I’ve been accepted into treatment, but now I’m on the waiting list and it is hard for me to stay strong sometimes. I mean, I know that if I break apart and can’t keep myself held together — that my bed will be given to someone else. I have to remain medically stable in order to get a bed, as I’m going to a “non-medical facility”.
Sometimes it is hard to be strong. Today, I was given a lot of hope because I heard from the program twice. They received my first homework assignment and they are mailing me my next set of assignments to do while I’m waiting. I also heard from the house director, which was an intense but good phone call. This program requires a lot from their girls and it is to make sure that the girls are dedicated and fully ready to face their issues. I am ready to face my issues, yet I’m scared. I want this more than anything, but in the middle of the night or during an argument with my folks — I still feel like I’m made of glass and could shatter at any moment. I need help and I’m clinging to the hope of being granted a bed so I can get help.
In my head, I keep on going up and down and up and down my “To Do List”. I have to remain medically stable, I must take all of my meds, I have to keep on eating, I can’t self-injure, etc… It is so hard, but I want to get help so desperately. When the stress builds up and builds up, I don’t think I can do it.
Right now, I’m more afraid of dying than I am of living — so I think that is why I’m able to keep on making better choices. I’m choosing not to hurt myself and to stay on my meds and to keep in faithful touch with a member of my support system daily – I daily, often multiple times a day, have to decide that I can and will stay strong. The last time I injured I was rushed to the hospital by ambulance. I know that right now, if I give up – I won’t make it.
I can’t give up and I must keep hoping for a bed.

*Information provided*:
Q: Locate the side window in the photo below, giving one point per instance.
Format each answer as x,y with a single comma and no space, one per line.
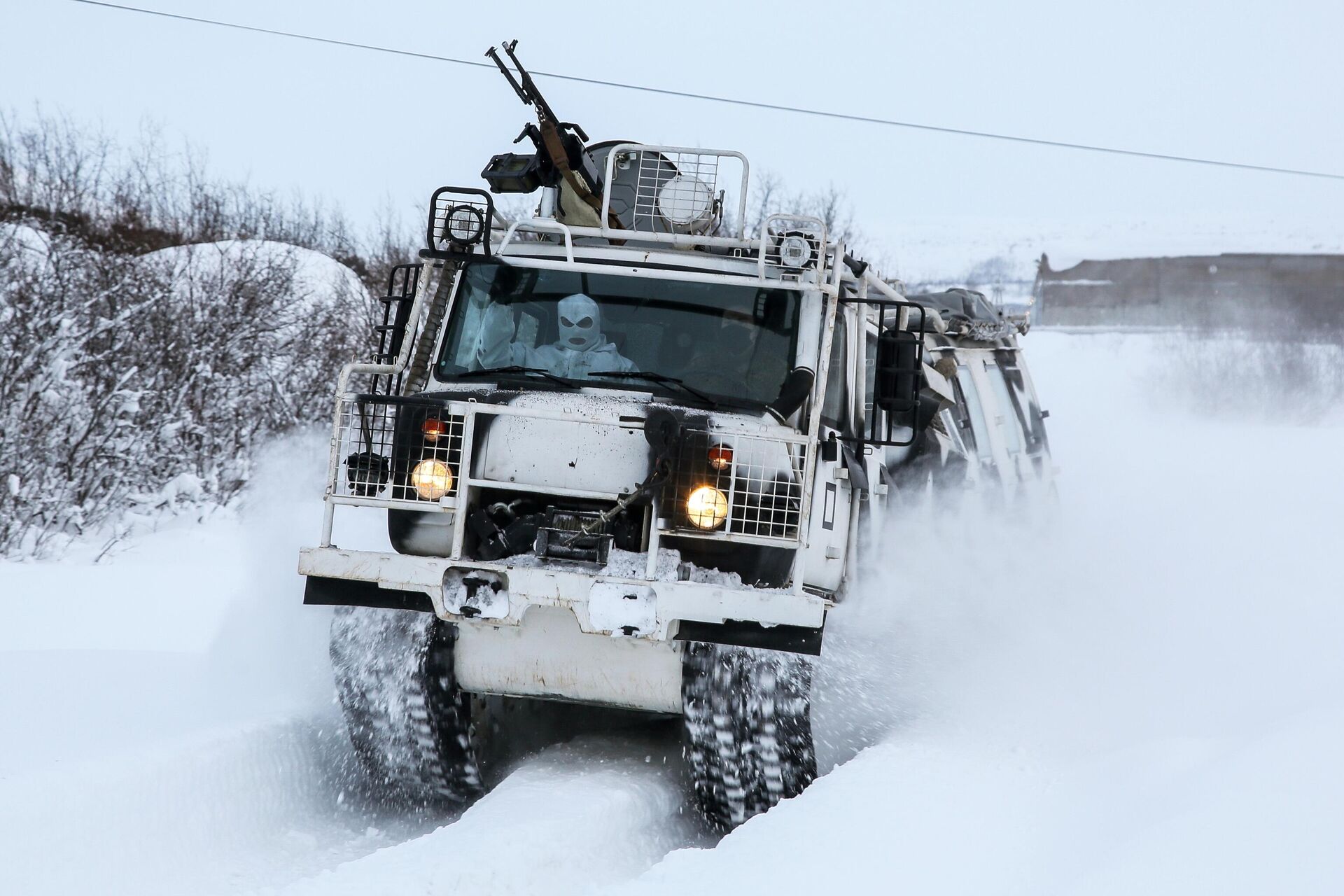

*Work instructions*: Copy the account of waiting for a treatment bed from "Right now, I’m" to "won’t make it.", changing "meds" to "medications".

*Task answer*:
Right now, I’m more afraid of dying than I am of living — so I think that is why I’m able to keep on making better choices. I’m choosing not to hurt myself and to stay on my medications and to keep in faithful touch with a member of my support system daily – I daily, often multiple times a day, have to decide that I can and will stay strong. The last time I injured I was rushed to the hospital by ambulance. I know that right now, if I give up – I won’t make it.